A polícia que o bolsonarismo quer

By | 22/12/2021 7:47 am

A reação de bolsonaristas à investigação de policiais suspeitos de crimes expõe a subversão da justiça em justiçamento

Uma concepção primitiva da justiça criminal cristalizada em chavões como “Bandido bom é bandido morto” ou “Direitos humanos para humanos direitos” sempre esteve entranhada em parcelas da sociedade. No atual governo, essa ideia foi, para usar um termo em voga, empoderada.

É sabido que o clã Bolsonaro celebra confrontos policiais com resultado de morte, busca normatizar a impunidade à violência policial em expedientes como o “excludente de ilicitude” e manteve relações promíscuas com milicianos: valendo-se de prerrogativas parlamentares, a família já condecorou chefes de milícias e o ainda deputado Jair Bolsonaro sugeriu que as milícias deveriam ser legalizadas.

Essa cultura do justiçamento foi explicitada em uma investigação sobre policiais em Campinas, reportada pelo Estadão. Após a prisão de 11 PMs acusados de montar um grupo responsável por assassinatos de supostos bandidos e até de inocentes, o coronel Renato Nery Machado afastou 52 suspeitos de envolvimento.

Além dos homicídios, interceptações telefônicas da Corregedoria reuniram indícios de utilização de grampos clandestinos para espionar suspeitos e cobrar propina, de fraude processual, de peculato, de ameaça, de formação de bando armado e de desvios de dinheiro, armas e drogas.

Em reunião com seus oficiais, o coronel Nery Machado destilou indignação. “Eu entrei na polícia para ser polícia, não para ser bandido”, disse. “Isso aqui não é um grupo de oficiais, é um bando, (…) e esse bando criou uma quadrilha.”

_ _ _

Enunciado>
Transcreva, palavra por palavra, o trecho do texto sobre a polícia e o bolsonarismo que começa em "A reação de" e segue até "em voga, empoderada.". A listagem não tem nenhum papel nesta atividade.

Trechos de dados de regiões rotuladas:
_ _ _

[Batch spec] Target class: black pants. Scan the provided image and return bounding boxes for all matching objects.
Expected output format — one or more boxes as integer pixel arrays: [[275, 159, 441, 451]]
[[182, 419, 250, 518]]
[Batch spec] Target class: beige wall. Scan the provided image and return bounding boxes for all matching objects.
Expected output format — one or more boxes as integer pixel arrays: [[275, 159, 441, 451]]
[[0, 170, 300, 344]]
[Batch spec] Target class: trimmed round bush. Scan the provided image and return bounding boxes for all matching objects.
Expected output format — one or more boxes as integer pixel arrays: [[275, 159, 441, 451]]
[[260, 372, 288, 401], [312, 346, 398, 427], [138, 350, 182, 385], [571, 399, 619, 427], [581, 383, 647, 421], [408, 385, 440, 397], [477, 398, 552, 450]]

_ _ _

Resolução>
A reação de bolsonaristas à investigação de policiais suspeitos de crimes expõe a subversão da justiça em justiçamento

Uma concepção primitiva da justiça criminal cristalizada em chavões como “Bandido bom é bandido morto” ou “Direitos humanos para humanos direitos” sempre esteve entranhada em parcelas da sociedade. No atual governo, essa ideia foi, para usar um termo em voga, empoderada.